**Task goal:** Quote everything from "Recently, I talked" down to "be taken seriously." in the essay on The Bad Seed.

**Provided passage:**
┄┄┄┄┄┄

Reclaiming a Camp Artifact — The Bad Seed

Patty McCormack (Rhoda) and Nancy Kelly (Christine) in The Bad Seed

Patty McCormack (Rhoda) and Nancy Kelly (Christine) in The Bad Seed.

My colleagues in Penn’s Theatre Arts program and I spend a lot of time talking about potential directing projects. Sometimes they’re pipe dreams – plays we’d love to do that are, in any practical sense, out of reach. More often, though, we’re looking for real possibilities that not only suit our interests as directors, but will also work for our students (as in so many college theatre programs, for us that means more females than males).

Recently, I talked with a friend and colleague who is looking for a project to direct, and I came up with a wildcard suggestion – Maxwell Anderson’s The Bad Seed, which, among other things, has four, even five, sensational women’s roles (well, one is really a girl). My friend smiled. “The Bad Seed – that’s really more your area, I think.”

I understood exactly what she meant. I’ve frequently taught gay theatre, and in particular, theatre focused on a camp aesthetic. The Bad Seed – especially in its 1956 film adaptation – is a legendary camp artifact. I’ve certainly enjoyed the movie many times for just that reason.

But in fact, my interest in directing the play would be very different. I would want to see if it’s possible to do it in a way that would be taken seriously.

A few years ago, I read William March’s original novel, on which Anderson’s play is based. It really took my breath away – and there’s nothing campy about it. March’s Bad Seed is a beautifully written, profoundly destabilizing meditation on postwar America. It made me understand the play in a new way. The Bad Seed isn’t just a thriller about Rhoda Penmark, a soulless, murderous child. It’s an indictment of how much our vision of suburban bliss is self-serving fantasy.

The novel: William March’s The Bad Seed


Little Rhoda, brought up in a stable, comfortable home, is a killer. So, it seems, was her maternal grandmother – but it skipped a generation.  Rhoda’s own mother, Christine, is a charming, well-heeled woman with impeccable manners and a deep, if naïve, sense of propriety. Rhoda is loved by parents and doting friends and relatives.  And the result of all this positive attention is… nothing.  Rhoda’s basic character is unchanged and unchangeable. Nature or nurture? The Bad Seed tells us you can’t rely on either as a predictor. It’s all just a crapshoot.

┄┄┄┄┄┄

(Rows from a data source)
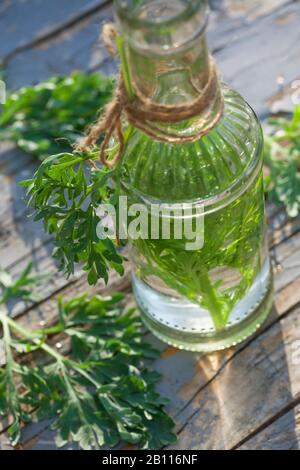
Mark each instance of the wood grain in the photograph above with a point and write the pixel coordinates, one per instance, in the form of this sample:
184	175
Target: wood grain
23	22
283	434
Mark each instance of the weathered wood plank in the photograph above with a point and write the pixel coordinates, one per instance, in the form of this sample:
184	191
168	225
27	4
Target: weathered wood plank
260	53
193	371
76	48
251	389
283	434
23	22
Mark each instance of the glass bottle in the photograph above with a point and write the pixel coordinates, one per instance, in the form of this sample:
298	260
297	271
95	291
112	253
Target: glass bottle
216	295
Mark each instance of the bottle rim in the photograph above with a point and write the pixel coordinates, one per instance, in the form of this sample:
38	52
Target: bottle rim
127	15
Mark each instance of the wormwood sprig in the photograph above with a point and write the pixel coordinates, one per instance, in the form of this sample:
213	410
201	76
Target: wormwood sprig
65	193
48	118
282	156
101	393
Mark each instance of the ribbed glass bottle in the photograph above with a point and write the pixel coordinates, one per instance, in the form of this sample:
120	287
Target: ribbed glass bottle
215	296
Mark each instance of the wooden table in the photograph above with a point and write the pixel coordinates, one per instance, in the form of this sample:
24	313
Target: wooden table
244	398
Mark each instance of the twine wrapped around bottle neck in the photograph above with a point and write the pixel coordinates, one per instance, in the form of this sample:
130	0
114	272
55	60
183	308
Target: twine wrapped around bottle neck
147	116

┄┄┄┄┄┄

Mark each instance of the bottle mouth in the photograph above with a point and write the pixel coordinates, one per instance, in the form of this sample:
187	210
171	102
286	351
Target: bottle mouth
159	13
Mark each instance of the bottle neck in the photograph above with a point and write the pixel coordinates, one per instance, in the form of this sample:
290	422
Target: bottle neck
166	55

┄┄┄┄┄┄

**Response:**
Recently, I talked with a friend and colleague who is looking for a project to direct, and I came up with a wildcard suggestion – Maxwell Anderson’s The Bad Seed, which, among other things, has four, even five, sensational women’s roles (well, one is really a girl). My friend smiled. “The Bad Seed – that’s really more your area, I think.”

I understood exactly what she meant. I’ve frequently taught gay theatre, and in particular, theatre focused on a camp aesthetic. The Bad Seed – especially in its 1956 film adaptation – is a legendary camp artifact. I’ve certainly enjoyed the movie many times for just that reason.

But in fact, my interest in directing the play would be very different. I would want to see if it’s possible to do it in a way that would be taken seriously.